• **GOAL**:
Show each line of the data below that contains the string "pixels", copying every such line in full.

• **TASK INPUTS**:

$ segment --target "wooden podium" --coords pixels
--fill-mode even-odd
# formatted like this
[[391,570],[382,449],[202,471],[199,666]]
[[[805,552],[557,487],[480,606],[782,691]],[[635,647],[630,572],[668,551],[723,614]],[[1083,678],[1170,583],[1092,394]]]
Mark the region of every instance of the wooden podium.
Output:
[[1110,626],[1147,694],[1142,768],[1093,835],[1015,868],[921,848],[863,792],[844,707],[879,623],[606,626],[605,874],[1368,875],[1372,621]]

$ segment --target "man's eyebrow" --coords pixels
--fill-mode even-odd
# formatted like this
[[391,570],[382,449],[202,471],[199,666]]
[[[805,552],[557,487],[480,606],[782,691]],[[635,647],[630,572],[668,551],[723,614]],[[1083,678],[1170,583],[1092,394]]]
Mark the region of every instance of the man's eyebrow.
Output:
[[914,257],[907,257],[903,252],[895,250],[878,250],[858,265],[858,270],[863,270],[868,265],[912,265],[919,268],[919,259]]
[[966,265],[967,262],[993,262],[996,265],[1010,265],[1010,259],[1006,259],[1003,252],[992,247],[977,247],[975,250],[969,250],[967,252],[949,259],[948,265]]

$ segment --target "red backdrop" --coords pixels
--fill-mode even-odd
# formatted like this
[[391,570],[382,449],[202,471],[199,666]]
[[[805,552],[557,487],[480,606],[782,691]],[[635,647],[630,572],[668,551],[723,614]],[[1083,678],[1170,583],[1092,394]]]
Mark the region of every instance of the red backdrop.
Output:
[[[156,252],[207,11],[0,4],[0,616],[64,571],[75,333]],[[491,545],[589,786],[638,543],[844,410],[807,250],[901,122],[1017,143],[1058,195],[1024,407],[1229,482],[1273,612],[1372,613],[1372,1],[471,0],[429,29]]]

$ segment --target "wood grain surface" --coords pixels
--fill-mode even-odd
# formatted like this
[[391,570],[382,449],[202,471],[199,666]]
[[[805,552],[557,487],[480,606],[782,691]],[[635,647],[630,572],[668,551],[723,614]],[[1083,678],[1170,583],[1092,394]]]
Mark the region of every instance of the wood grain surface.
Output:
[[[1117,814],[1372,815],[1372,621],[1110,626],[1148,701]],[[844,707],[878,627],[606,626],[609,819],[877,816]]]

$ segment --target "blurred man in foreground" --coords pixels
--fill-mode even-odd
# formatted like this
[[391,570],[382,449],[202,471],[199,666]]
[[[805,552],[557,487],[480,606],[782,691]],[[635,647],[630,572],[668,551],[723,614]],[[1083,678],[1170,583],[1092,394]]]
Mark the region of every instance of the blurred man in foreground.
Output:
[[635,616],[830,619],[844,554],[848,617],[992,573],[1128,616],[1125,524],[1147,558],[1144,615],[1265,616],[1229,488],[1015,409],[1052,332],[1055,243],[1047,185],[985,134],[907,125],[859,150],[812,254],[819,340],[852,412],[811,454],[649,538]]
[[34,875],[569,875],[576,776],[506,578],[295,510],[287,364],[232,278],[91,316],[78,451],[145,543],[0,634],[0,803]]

• **FINAL ANSWER**:
$ segment --target "wooden podium" --coords pixels
$ segment --target "man's eyebrow" --coords pixels
$ segment --target "red backdrop" --coords pixels
$ segment --target "wood grain surface" --coords pixels
$ segment --target "blurred man in foreground" --coords pixels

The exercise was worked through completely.